-- START --
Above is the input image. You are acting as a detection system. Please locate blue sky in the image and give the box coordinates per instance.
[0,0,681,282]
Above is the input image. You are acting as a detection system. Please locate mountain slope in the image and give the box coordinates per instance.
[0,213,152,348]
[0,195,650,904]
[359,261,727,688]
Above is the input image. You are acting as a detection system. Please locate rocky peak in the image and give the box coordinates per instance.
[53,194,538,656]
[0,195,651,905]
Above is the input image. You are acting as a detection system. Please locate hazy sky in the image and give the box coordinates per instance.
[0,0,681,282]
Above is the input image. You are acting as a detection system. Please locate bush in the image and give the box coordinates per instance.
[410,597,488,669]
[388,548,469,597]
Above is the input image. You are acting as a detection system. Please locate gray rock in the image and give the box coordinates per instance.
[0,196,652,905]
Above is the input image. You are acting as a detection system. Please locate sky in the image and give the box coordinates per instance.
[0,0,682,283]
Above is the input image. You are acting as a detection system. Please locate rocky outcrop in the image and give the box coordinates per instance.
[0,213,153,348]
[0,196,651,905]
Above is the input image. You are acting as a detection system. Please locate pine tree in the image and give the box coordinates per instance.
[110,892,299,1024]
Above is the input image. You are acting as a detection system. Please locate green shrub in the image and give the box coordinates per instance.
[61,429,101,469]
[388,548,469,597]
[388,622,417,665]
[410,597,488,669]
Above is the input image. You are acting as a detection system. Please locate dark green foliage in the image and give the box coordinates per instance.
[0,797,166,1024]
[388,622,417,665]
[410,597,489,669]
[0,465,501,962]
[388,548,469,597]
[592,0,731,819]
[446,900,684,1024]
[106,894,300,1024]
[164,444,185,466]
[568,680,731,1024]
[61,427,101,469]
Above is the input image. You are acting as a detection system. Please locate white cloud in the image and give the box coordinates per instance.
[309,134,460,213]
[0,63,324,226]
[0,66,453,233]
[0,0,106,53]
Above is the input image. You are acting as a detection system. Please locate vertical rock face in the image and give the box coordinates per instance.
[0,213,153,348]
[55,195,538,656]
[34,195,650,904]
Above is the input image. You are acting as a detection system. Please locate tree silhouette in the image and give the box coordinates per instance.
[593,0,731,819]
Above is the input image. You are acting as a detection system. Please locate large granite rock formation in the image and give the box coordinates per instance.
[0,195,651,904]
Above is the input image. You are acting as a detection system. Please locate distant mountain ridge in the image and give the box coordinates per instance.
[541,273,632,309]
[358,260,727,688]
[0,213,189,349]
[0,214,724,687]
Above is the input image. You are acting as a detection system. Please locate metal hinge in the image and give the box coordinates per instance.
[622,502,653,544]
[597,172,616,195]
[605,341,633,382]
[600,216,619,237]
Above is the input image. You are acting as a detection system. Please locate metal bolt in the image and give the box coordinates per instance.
-- END --
> [Problem details]: Your task is to transcribe the line containing "Please locate pine" and every line after it, through the last line of the data, exactly as written and with nothing more.

> [Response]:
Above is the input image. You are acting as a detection system. Please locate pine tree in the image and give the box coordinates per instance.
[110,892,299,1024]
Above is the input image. You are acting as a detection system. Please locate green shrub in the image and give the box coordinates per instance.
[61,429,101,469]
[388,548,469,597]
[388,622,417,665]
[410,597,488,669]
Above is the input image. You are acting as a detection system. Please locate dark green foliage in the image and give the box coordinates per instance.
[0,797,166,1024]
[388,622,417,665]
[410,597,489,669]
[0,465,501,962]
[388,548,469,597]
[592,0,731,819]
[446,900,684,1024]
[106,894,300,1024]
[164,444,185,466]
[568,680,731,1024]
[61,427,101,469]
Above is the input image. You are acting as a detection system. Please locate white cloud in the image and give the box coordinates per instance.
[309,134,460,213]
[0,63,324,226]
[0,66,453,233]
[0,0,106,53]
Above is the input image. You are acting as a detection system. Please locate vertical rock face in the image and give the box coordinates per instance.
[0,213,153,348]
[55,195,538,656]
[34,195,650,904]
Above is the input image. You are acting as a detection system. Please locate tree silhouette in the image and give the box coordinates per instance.
[593,0,731,819]
Above is the input image. You are acting as a detection system. Please locate large granite rock formation in the image and give the box coordinates per instance.
[0,195,651,904]
Above is the input image. You are acting as a detection system. Please locate distant mountain ridge in the image and give the box coordinates per instance.
[541,273,632,309]
[358,260,727,688]
[0,213,189,349]
[0,214,724,687]
Above is the input image. You are acting as a detection system. Please locate metal hinge in the image and give the box coordinates per instance.
[622,502,653,544]
[597,172,616,195]
[605,341,633,382]
[600,216,619,237]
Above is the input image. You are acting as a detection system. Please locate metal bolt in the image and give the box coordinates per instance.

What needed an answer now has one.